REQUEST. Rewrite everything from the line containing "target: rusty wheel rim" down to the last line of the listing, both included, as a Markdown table with the columns Row and Line. Leave out blank lines.

RECORD EXCERPTS.
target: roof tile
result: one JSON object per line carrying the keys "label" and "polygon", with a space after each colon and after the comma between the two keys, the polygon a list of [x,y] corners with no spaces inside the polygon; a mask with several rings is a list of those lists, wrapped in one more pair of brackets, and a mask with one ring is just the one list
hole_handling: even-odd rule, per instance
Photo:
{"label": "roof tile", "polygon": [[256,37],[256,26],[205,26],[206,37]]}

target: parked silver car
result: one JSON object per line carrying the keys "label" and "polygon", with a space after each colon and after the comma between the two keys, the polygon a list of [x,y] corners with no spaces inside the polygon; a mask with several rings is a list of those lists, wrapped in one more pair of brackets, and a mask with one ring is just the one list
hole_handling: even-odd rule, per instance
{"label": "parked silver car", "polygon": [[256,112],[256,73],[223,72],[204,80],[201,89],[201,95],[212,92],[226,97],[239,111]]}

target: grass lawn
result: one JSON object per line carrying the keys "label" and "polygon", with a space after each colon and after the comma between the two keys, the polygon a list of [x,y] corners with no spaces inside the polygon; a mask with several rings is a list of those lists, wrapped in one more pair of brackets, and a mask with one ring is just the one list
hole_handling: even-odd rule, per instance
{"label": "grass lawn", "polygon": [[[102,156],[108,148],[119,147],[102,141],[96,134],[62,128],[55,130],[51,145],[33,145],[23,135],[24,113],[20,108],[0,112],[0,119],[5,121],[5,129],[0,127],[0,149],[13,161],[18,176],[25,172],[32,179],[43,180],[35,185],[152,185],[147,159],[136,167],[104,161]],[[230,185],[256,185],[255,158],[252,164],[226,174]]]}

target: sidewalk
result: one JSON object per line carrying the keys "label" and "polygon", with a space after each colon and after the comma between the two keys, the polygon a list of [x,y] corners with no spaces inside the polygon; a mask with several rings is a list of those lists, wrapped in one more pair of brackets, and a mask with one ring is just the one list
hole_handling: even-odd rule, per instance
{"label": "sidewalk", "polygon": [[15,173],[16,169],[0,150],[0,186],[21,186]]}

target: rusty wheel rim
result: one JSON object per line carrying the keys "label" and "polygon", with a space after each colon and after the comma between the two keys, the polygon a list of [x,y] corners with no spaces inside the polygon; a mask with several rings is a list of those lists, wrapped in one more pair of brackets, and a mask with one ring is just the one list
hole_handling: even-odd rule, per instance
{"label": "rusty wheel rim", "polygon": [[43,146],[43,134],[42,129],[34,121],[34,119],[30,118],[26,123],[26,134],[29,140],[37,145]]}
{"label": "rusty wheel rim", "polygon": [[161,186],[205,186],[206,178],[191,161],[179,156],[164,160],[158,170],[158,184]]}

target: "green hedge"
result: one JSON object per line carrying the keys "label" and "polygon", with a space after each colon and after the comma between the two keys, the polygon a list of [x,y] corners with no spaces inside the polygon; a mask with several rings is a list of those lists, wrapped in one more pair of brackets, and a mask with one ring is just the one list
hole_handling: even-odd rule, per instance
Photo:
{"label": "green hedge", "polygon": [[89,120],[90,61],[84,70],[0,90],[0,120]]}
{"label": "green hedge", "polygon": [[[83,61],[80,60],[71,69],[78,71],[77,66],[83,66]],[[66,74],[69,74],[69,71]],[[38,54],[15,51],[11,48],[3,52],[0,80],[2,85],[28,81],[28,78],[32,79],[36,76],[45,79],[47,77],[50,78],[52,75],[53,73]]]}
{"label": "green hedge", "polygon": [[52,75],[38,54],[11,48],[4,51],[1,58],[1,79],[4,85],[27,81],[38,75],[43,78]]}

RESPONSE FOR THIS EXERCISE.
| Row | Line |
|---|---|
| 1 | target: rusty wheel rim |
| 2 | result: one JSON object per line carrying the keys "label" and "polygon", with a space after each colon and after the comma between the two keys, the polygon a list of [x,y] corners with no spaces inside the polygon; a mask with several rings is a list of those lists, wrapped in one more pair of brackets, and a mask with one ring is just the one list |
| 3 | hole_handling: even-odd rule, per instance |
| 4 | {"label": "rusty wheel rim", "polygon": [[43,146],[43,134],[42,129],[34,121],[34,119],[30,118],[26,123],[26,134],[29,140],[37,145]]} |
| 5 | {"label": "rusty wheel rim", "polygon": [[161,186],[205,186],[206,178],[191,161],[179,156],[164,160],[158,170],[158,184]]} |
| 6 | target: "green hedge" |
| 7 | result: one JSON object per line carrying the keys "label" and "polygon", with a space after each colon and after the comma between the two keys, the polygon a list of [x,y] corners with no spaces inside the polygon; a mask with several rings is a list of those lists, wrapped in one more pair of brackets, and a mask with one ring is just the one list |
| 8 | hole_handling: even-odd rule, per instance |
| 9 | Photo: |
| 10 | {"label": "green hedge", "polygon": [[89,120],[90,61],[84,70],[0,90],[0,120]]} |
| 11 | {"label": "green hedge", "polygon": [[[83,61],[80,60],[71,69],[78,71],[77,66],[83,66]],[[66,74],[69,74],[69,71]],[[38,54],[15,51],[11,48],[3,52],[0,80],[2,85],[28,81],[28,78],[32,79],[36,76],[45,79],[47,77],[50,78],[52,75],[53,73]]]} |
| 12 | {"label": "green hedge", "polygon": [[52,75],[38,54],[11,48],[4,51],[1,58],[1,79],[4,85],[27,81],[38,75],[43,78]]} |